Exercise goal
How many lines of the data below contain the string "water"? Case counts, so match capitals and lowercase letters precisely. Reply with the number alone.

Input for this task

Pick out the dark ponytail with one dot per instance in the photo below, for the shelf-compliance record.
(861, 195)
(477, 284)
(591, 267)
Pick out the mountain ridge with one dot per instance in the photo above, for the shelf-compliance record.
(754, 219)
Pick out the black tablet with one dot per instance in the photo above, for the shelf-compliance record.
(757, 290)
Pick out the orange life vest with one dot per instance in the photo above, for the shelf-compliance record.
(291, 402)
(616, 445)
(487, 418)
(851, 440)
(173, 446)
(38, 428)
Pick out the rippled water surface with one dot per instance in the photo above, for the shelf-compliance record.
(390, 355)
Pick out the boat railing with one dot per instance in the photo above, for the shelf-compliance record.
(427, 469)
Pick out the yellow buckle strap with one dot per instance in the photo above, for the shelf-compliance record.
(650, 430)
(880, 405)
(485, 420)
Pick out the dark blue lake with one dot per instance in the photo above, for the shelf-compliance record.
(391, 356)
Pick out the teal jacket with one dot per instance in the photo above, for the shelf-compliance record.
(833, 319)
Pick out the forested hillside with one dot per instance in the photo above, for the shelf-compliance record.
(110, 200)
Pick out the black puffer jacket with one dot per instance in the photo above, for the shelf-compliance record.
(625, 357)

...

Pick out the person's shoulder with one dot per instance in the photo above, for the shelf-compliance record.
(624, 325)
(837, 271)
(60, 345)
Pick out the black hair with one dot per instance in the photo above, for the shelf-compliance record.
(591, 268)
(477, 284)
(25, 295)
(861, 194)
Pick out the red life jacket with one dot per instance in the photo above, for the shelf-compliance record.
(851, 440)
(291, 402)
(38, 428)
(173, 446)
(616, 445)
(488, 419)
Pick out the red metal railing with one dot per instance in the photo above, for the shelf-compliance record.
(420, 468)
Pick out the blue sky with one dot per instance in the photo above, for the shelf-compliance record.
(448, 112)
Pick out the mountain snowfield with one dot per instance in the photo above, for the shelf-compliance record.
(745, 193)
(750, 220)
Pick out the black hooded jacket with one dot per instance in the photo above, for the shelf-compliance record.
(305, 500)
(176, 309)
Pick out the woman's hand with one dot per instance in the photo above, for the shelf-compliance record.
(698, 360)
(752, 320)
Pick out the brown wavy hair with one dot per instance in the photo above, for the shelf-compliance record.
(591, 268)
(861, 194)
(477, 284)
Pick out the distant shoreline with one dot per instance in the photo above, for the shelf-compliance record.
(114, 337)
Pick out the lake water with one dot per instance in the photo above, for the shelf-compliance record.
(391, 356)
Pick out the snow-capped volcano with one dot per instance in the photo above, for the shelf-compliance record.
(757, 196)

==

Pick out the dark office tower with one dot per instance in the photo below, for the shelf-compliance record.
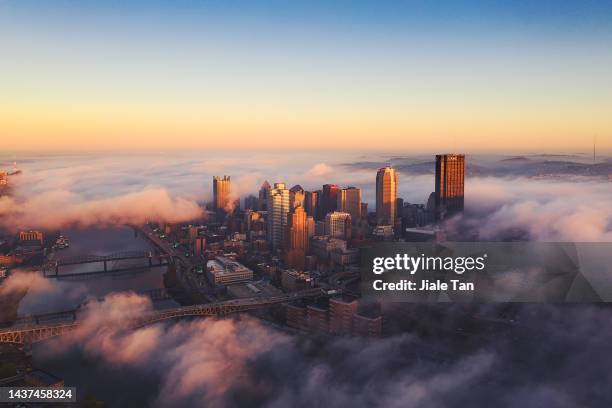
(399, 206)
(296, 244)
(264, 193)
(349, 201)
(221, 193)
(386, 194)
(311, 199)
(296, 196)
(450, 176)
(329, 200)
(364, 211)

Response
2